=== Task to complete ===
Reproduce, word for word, the part of the post below about felling a Japanese maple that starts with "Japanese maple felled" and goes on through "open front yard).".

Japanese maple felled
October 16, 2025
This is one of the bigger changes I've made to the yard. I began planning a few weeks in advance - scheduling it, watching instructional videos, gathering some gear, etc. About a week before the chosen date, I started to look carefully at the tree for about ten minutes at a time, figuring out which way it was likely to go and what might need to be done to help it along that way. Two days before, my neighbor, who used to be a tree surgeon, saw me doing this and came over to see what was up. After we talked about it a bit, he lent me some of his old gear and I cut off several limbs on one side with a long pole saw to help put the weight in the direction it seemed most likely to go (which, thankfully, was into the open front yard).

=== Material supplied ===
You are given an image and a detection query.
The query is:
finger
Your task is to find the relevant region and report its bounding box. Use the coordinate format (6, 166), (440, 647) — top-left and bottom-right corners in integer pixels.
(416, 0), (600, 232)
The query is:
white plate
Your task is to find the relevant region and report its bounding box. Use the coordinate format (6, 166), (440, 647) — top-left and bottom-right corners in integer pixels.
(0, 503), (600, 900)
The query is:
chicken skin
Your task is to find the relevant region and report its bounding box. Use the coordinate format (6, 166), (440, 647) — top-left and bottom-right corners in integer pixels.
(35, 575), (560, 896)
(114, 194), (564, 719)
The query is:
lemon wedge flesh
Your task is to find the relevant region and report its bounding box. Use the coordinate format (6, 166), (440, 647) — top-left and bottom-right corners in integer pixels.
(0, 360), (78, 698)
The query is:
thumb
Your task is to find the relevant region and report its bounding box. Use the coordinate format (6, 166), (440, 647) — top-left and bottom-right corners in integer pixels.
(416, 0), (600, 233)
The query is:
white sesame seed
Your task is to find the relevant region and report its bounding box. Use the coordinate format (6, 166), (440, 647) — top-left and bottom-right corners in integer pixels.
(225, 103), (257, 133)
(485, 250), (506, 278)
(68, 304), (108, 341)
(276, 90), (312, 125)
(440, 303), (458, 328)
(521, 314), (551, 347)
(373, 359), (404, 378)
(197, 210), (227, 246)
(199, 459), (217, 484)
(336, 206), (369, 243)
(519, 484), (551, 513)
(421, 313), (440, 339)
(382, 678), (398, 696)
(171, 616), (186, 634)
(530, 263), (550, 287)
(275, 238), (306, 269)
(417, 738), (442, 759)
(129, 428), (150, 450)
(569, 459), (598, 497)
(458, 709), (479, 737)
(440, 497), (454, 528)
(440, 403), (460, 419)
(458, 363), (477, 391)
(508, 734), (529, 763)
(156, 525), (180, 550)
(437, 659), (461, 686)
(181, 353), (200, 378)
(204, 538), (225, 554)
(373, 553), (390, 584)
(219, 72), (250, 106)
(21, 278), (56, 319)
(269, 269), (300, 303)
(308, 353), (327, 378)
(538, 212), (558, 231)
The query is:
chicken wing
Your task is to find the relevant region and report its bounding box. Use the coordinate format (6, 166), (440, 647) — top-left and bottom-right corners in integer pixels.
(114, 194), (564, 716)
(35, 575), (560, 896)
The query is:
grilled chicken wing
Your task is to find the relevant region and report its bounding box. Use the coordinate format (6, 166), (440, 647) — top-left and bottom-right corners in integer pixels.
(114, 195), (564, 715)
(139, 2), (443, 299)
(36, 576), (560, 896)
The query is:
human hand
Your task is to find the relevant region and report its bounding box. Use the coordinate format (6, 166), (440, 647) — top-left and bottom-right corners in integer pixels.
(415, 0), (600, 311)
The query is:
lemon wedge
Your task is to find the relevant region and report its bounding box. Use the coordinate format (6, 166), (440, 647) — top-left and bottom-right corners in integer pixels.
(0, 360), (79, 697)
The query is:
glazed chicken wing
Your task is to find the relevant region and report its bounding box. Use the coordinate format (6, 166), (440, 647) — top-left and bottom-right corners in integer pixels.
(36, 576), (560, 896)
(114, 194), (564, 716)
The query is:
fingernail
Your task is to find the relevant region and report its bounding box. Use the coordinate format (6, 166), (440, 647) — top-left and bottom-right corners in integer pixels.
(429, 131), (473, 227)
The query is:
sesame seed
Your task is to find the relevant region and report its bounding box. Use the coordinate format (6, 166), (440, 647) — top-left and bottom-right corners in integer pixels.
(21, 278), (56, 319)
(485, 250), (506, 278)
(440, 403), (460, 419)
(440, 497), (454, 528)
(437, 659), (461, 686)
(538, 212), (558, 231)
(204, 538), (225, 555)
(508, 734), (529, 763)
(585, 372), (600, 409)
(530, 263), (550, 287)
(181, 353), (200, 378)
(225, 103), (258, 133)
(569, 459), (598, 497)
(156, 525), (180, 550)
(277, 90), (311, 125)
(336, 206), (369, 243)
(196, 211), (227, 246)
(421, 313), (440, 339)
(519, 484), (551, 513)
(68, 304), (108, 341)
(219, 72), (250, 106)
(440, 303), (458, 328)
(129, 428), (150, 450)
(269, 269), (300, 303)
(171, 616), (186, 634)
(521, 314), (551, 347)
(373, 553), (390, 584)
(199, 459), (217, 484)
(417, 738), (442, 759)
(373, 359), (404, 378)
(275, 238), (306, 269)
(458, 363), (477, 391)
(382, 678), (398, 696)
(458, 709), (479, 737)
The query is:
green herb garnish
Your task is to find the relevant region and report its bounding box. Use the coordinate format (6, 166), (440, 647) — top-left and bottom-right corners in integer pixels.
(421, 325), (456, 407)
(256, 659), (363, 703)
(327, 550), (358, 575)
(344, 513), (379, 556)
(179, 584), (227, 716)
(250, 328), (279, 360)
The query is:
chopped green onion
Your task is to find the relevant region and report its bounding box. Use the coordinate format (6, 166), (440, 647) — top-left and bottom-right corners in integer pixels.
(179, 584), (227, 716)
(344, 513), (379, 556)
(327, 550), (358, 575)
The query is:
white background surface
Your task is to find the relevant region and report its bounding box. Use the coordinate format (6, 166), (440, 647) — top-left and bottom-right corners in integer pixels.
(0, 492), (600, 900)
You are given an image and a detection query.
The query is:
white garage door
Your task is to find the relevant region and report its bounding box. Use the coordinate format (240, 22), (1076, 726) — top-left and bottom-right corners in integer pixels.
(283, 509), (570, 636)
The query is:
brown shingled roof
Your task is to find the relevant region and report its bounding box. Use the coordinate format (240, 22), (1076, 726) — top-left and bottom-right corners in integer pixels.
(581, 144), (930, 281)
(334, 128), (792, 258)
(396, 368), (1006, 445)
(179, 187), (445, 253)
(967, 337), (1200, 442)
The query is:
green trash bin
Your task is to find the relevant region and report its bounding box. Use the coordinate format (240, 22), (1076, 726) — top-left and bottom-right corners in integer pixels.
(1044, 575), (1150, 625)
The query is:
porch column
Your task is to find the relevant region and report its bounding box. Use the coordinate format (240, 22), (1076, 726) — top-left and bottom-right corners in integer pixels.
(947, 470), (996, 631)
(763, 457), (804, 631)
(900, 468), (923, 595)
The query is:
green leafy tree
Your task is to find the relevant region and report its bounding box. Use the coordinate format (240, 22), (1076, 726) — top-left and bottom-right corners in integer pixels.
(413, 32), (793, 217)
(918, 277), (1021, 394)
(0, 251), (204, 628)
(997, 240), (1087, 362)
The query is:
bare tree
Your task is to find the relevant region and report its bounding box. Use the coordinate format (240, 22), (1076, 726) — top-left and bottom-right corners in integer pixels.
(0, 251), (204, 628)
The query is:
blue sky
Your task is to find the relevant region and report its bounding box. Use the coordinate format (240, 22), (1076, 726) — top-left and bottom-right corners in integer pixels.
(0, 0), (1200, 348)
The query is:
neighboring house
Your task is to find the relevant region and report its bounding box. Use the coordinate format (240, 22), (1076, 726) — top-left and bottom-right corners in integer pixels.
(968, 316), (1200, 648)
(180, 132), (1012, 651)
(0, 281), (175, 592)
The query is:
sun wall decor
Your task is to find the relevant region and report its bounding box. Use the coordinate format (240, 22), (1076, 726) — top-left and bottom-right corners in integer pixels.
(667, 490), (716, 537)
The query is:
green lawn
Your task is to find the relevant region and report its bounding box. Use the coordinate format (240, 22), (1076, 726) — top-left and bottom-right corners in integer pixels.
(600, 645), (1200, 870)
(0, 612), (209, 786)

=== Answer to this task ===
Japanese maple felled
October 16, 2025
This is one of the bigger changes I've made to the yard. I began planning a few weeks in advance - scheduling it, watching instructional videos, gathering some gear, etc. About a week before the chosen date, I started to look carefully at the tree for about ten minutes at a time, figuring out which way it was likely to go and what might need to be done to help it along that way. Two days before, my neighbor, who used to be a tree surgeon, saw me doing this and came over to see what was up. After we talked about it a bit, he lent me some of his old gear and I cut off several limbs on one side with a long pole saw to help put the weight in the direction it seemed most likely to go (which, thankfully, was into the open front yard).